Copy out all of the records below, swapping "Note to the class" for "Reminder for the group" and keeping every other word the same. Leave the pictures out of your answer.

======== Information supplied

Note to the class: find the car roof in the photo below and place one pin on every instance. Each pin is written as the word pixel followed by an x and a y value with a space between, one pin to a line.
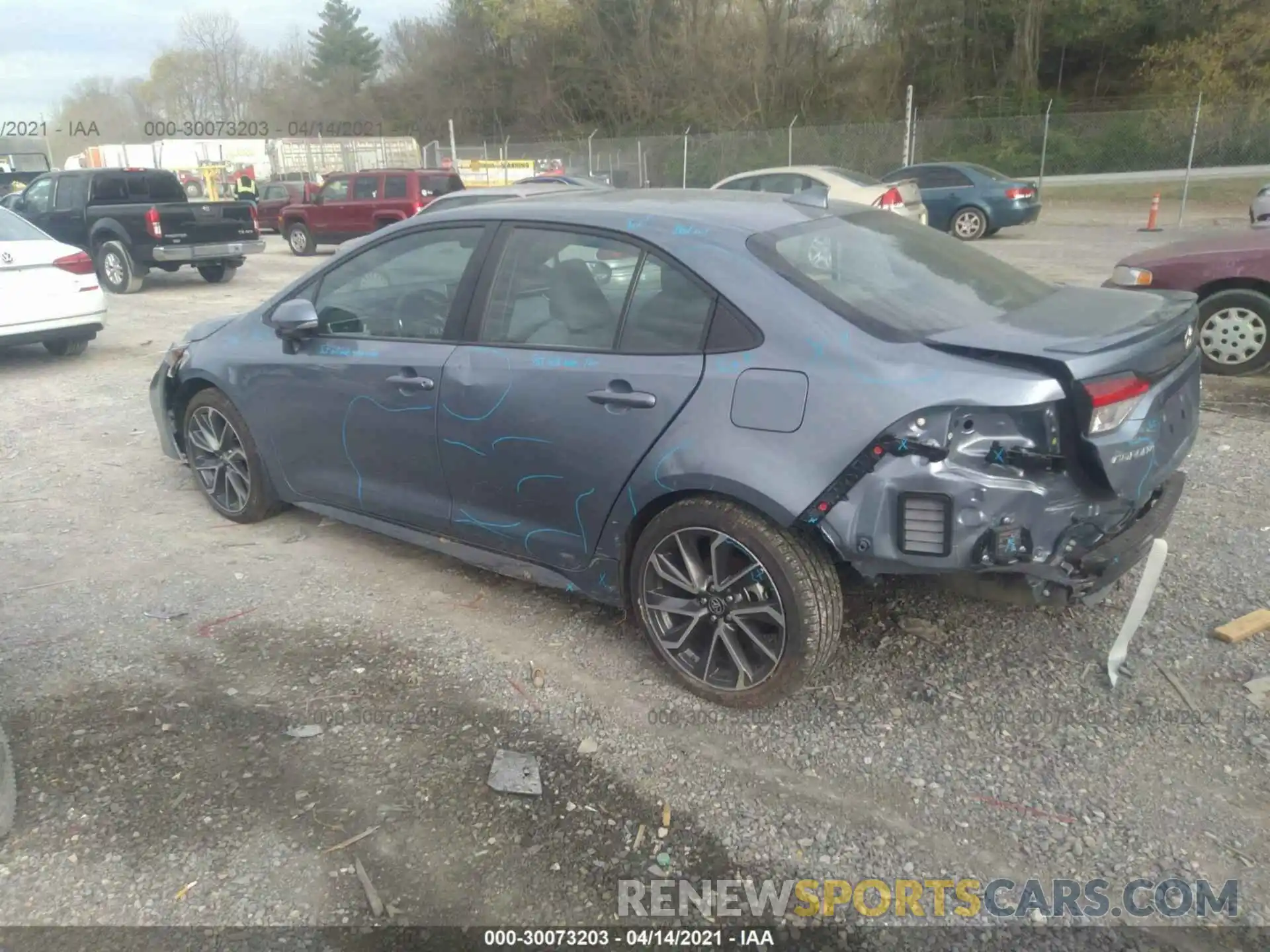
pixel 789 169
pixel 737 215
pixel 530 188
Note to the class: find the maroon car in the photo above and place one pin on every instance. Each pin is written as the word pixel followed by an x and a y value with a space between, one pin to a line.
pixel 277 196
pixel 1231 274
pixel 351 205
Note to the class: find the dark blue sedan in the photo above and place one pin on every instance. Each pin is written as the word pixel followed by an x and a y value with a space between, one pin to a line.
pixel 972 201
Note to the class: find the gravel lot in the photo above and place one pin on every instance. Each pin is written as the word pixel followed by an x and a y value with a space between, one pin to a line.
pixel 151 750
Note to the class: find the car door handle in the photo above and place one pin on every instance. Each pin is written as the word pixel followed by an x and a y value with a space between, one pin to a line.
pixel 412 380
pixel 618 397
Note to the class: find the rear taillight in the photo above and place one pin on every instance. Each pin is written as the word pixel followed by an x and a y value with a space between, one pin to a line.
pixel 78 263
pixel 1113 399
pixel 890 200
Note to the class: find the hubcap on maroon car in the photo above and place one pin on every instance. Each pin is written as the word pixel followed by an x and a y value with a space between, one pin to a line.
pixel 1232 335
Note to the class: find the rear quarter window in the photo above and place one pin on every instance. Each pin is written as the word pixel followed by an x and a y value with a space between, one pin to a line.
pixel 901 280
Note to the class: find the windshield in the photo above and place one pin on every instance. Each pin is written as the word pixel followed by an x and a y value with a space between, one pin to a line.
pixel 15 227
pixel 905 280
pixel 850 175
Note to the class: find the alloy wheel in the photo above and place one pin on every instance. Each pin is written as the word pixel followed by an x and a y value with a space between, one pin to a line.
pixel 968 225
pixel 1232 335
pixel 713 608
pixel 113 268
pixel 218 457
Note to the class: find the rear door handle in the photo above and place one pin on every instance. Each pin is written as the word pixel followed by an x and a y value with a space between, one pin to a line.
pixel 614 397
pixel 412 380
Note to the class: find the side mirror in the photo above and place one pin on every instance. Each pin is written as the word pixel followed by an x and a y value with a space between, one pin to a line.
pixel 294 319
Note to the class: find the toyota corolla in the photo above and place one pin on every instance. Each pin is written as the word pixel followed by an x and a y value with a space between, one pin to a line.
pixel 784 385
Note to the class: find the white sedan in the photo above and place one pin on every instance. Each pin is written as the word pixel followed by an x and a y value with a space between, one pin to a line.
pixel 842 184
pixel 48 291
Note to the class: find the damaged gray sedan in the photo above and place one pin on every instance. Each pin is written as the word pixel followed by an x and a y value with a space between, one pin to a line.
pixel 781 386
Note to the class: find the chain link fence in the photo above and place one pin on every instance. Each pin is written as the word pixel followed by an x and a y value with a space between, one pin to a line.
pixel 1054 143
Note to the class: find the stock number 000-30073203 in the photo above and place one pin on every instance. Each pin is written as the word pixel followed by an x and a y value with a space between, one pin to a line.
pixel 211 128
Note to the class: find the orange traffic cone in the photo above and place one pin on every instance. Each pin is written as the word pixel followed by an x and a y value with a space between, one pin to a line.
pixel 1154 215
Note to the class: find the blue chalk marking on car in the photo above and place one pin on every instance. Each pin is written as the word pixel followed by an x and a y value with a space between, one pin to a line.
pixel 577 512
pixel 535 476
pixel 520 440
pixel 465 446
pixel 495 527
pixel 544 532
pixel 343 430
pixel 657 470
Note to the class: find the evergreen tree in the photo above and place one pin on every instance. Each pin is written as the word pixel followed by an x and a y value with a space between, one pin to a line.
pixel 342 46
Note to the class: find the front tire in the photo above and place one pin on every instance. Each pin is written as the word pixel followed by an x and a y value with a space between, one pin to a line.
pixel 116 270
pixel 969 223
pixel 741 610
pixel 66 348
pixel 1232 331
pixel 224 457
pixel 218 273
pixel 300 240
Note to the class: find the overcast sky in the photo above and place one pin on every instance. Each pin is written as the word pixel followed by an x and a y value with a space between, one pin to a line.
pixel 50 45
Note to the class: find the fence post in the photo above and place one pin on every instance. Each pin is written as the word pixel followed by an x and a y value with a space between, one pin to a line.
pixel 1044 145
pixel 908 125
pixel 1191 160
pixel 686 155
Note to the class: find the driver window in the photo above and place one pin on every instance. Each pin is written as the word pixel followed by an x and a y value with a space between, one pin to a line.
pixel 335 190
pixel 402 288
pixel 37 196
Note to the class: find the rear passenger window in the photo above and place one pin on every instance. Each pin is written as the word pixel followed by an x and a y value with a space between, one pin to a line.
pixel 110 188
pixel 70 192
pixel 366 187
pixel 667 314
pixel 164 187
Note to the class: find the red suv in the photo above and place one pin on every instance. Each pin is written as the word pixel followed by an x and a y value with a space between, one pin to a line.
pixel 351 205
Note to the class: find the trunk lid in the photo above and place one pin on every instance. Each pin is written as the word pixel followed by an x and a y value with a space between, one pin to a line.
pixel 206 222
pixel 33 290
pixel 1095 334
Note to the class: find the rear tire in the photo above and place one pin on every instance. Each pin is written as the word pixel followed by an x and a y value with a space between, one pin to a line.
pixel 8 787
pixel 226 463
pixel 300 239
pixel 66 347
pixel 1234 332
pixel 116 270
pixel 969 223
pixel 781 586
pixel 218 273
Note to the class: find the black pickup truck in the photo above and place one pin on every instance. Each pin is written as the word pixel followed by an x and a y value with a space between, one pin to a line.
pixel 134 220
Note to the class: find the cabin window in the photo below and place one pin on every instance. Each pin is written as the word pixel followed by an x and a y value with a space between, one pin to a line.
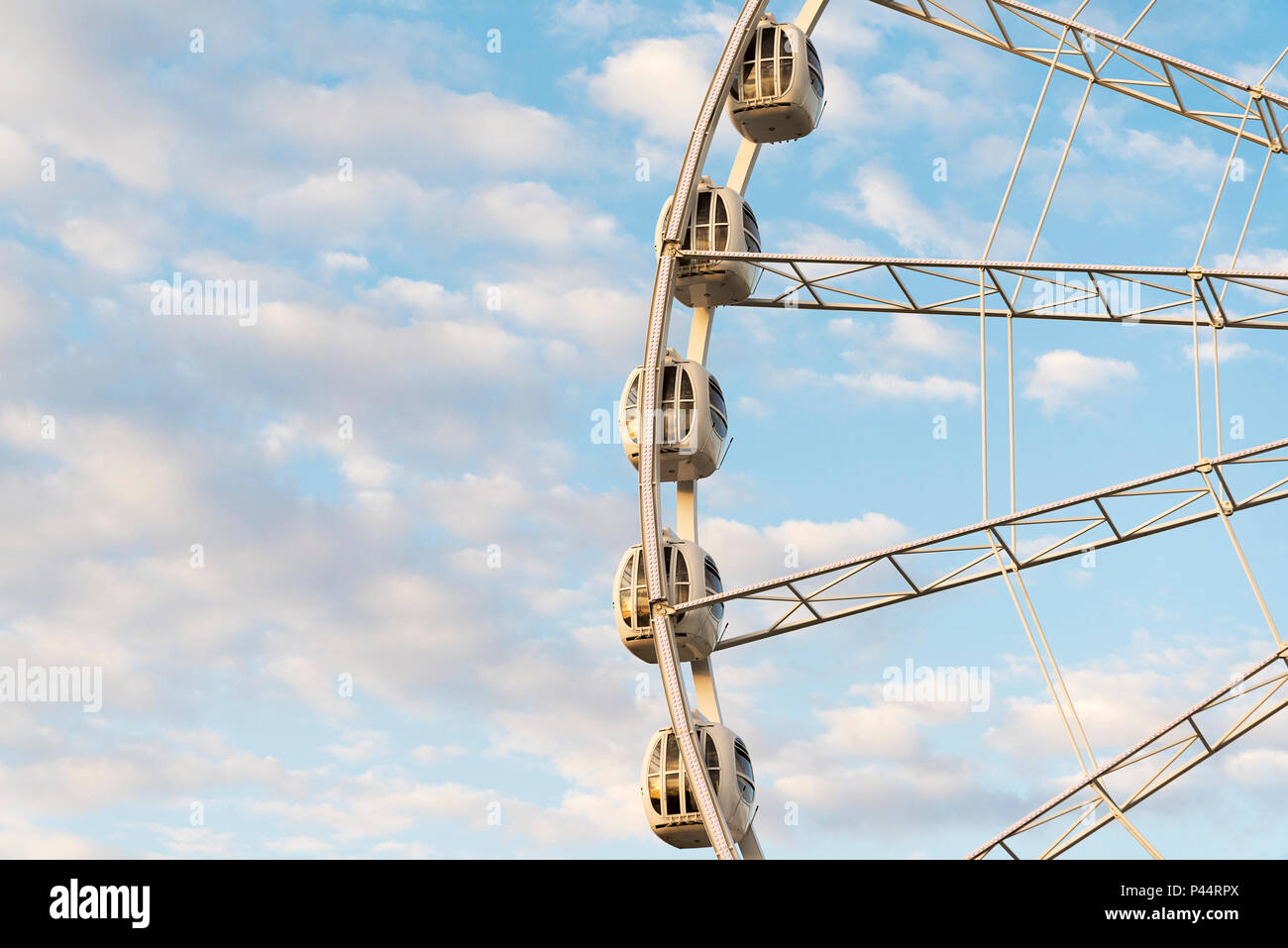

================

- _Finished answer_
Reminder for the group: find the car roof in the photo below and place one pin on every instance. Each pin is written as the word pixel followed by an x and a y value with a space between, one pin to a line.
pixel 789 169
pixel 737 215
pixel 530 188
Reminder for the group: find the maroon car in the photo above and place one pin on every instance. Each pin is written as the word pixel followed by an x and a y value with a space between, one pin to a line.
pixel 277 196
pixel 1231 274
pixel 351 205
Reminder for the group: find the dark blue sedan in the photo above and place one pin on every instance. Each pin is written as the word pixel followed by an x and a y value with a space between, one pin to a line.
pixel 972 201
Reminder for the group: find the gravel lot in the photo above and place one pin on every instance. Each pin is written as the word pixel followed by an x and a y value with a space between, one pin to a line.
pixel 151 750
Reminder for the group: find the car door handle in the photo above and place one pin on every instance. Each pin is written as the word pixel followed by an x and a y value with a space between, one pin to a line.
pixel 412 380
pixel 618 397
Reminder for the group: find the rear taillight in the photo above and place one pin on every instance. Each pin is written as the word pixel followed by an x and a y value with a space between, one pin to a line.
pixel 78 263
pixel 1113 399
pixel 890 200
Reminder for the group: find the hubcap on maroon car in the photo above and place one pin on every instance. Each pin is written as the word pixel followed by an x and a y value with a space between, one pin to a line.
pixel 1232 335
Reminder for the group: find the rear quarter window in the photo above and place one pin on every instance. Each pin is written as the word pixel followed by an x and a y value with a space between, one pin to a line.
pixel 901 280
Reminder for the group: find the windshield in the photo above and place one pin on every instance. Each pin is written as the word pixel followed by an x and a y value with a space between, one pin to a line.
pixel 15 227
pixel 905 280
pixel 850 175
Reminder for the group: find the alloy wheel in the photo above and place one pin on every instance. Each pin is written as the word pixel followed by an x and a y value with a space between, one pin to a line.
pixel 968 225
pixel 1232 335
pixel 713 608
pixel 113 268
pixel 218 457
Reminder for the group: find the rear door handle in the photo above and place one pin on every instance. Each pin is written as the word pixel followed by an x and a y value with a space between, one pin to a line.
pixel 614 397
pixel 412 380
Reminder for the group: find the side mirror in the photo above and place one pin on every instance. Each pin is written as the word pixel followed by an x and a y value with a space between, one pin to a line.
pixel 294 319
Reminder for the group: find the toyota corolla in the photo above and place one pin on every instance. Each pin is written as the word pixel followed by an x and a y value with a space between, one pin to a line.
pixel 784 385
Reminder for the group: find the white sedan in the photo above and place one pin on every instance. Each pin is written as the word pixel followed by an x and a y value with a space between, one pin to a line.
pixel 842 184
pixel 48 291
Reminder for the group: find the damaged gray sedan in the photo above and place one pin on every instance. Each pin is written as the word pixel followed by an x and a y value with a space between, one pin to a line.
pixel 781 386
Reminder for the group: find the chain link fence in the photo above and place one pin on every instance. Each pin is written as the word pixel followed by an x and a y value with a space between, one pin to a line.
pixel 1054 143
Reminder for the group: find the stock number 000-30073203 in the photo above and place one pin on every instance. Each pin is written as the word pixel followed by an x and a y value with a space between, one pin to a line.
pixel 211 128
Reminder for the group: find the orange traffic cone in the photo above and place one pin on every instance. Each pin is written as the word pixel followed by an x and a y value with a space between, one pin to a line.
pixel 1154 215
Reminder for the group: find the blue chalk marking on car in the photo above and place one pin on every instance. Each pin is written as the word pixel followed by an x and a y value with a space between, one pin to a line.
pixel 577 512
pixel 535 476
pixel 520 440
pixel 465 446
pixel 495 527
pixel 544 532
pixel 343 430
pixel 657 470
Reminder for the group: find the evergreen tree in the photo above and place one pin on every instance. Each pin is written as the word pixel followed by an x and a y value with a space between, one pin to a line.
pixel 342 46
Reminder for the group: find the front tire in the photo above and place one pin on every instance. Each pin is written as the word pixel followed by an x and a y value with a space between, one pin to a line.
pixel 116 270
pixel 969 223
pixel 741 610
pixel 66 348
pixel 1232 331
pixel 224 457
pixel 218 273
pixel 300 240
Reminder for the group: find the overcast sky in the photo above and place one pin on every instance. Each pin is written as the word pixel followed by an x and a y value with a space between, one pin to a line.
pixel 50 45
Reminder for the group: find the fence post in the photo above and place one pin on every instance. Each pin is written as the word pixel followed by an x and a y value with a space between, one pin to a line.
pixel 1044 145
pixel 908 125
pixel 1191 160
pixel 686 155
Reminder for the group: find the driver window in the photo above and place one pin on every instance. Each pin is written as the word pixel followed by an x and a y value with a space between, one pin to a line.
pixel 335 190
pixel 402 288
pixel 37 196
Reminder for the group: find the rear passenger window in the photo above and place one pin on every instance. Each pin is written as the word pixel followed by an x and a y value with a space between, one pin to a line.
pixel 110 188
pixel 70 192
pixel 366 187
pixel 667 314
pixel 164 187
Reminder for the group: find the red suv in the photo above and place one pin on every instance. Each pin is written as the word pixel followed by an x and a y value with a space between, one pin to a line.
pixel 351 205
Reminder for the group: find the trunk lid in the photo above and place one pin on every instance. Each pin is written as the word pixel followed by an x and a y value with a space between, one pin to a line.
pixel 206 222
pixel 33 290
pixel 1095 334
Reminder for the group: find the rear tire in the photo above and place one pin on every instance. Each pin is written as the word pixel followed by an x and a y value with a space between, one pin to a line.
pixel 8 787
pixel 226 463
pixel 300 239
pixel 66 347
pixel 1234 332
pixel 116 270
pixel 969 223
pixel 781 586
pixel 218 273
Reminder for the group: find the black pickup truck in the photo above and place one pin on every instance. Each pin is written as the word pixel followed by an x and a y value with a space between, one pin to a line.
pixel 134 220
Reminder for the group: find the cabin window in the photo below and place one pin on every instance. Each pin is written as the word pixel followed by an x and a y value with a space between, one pin to a line.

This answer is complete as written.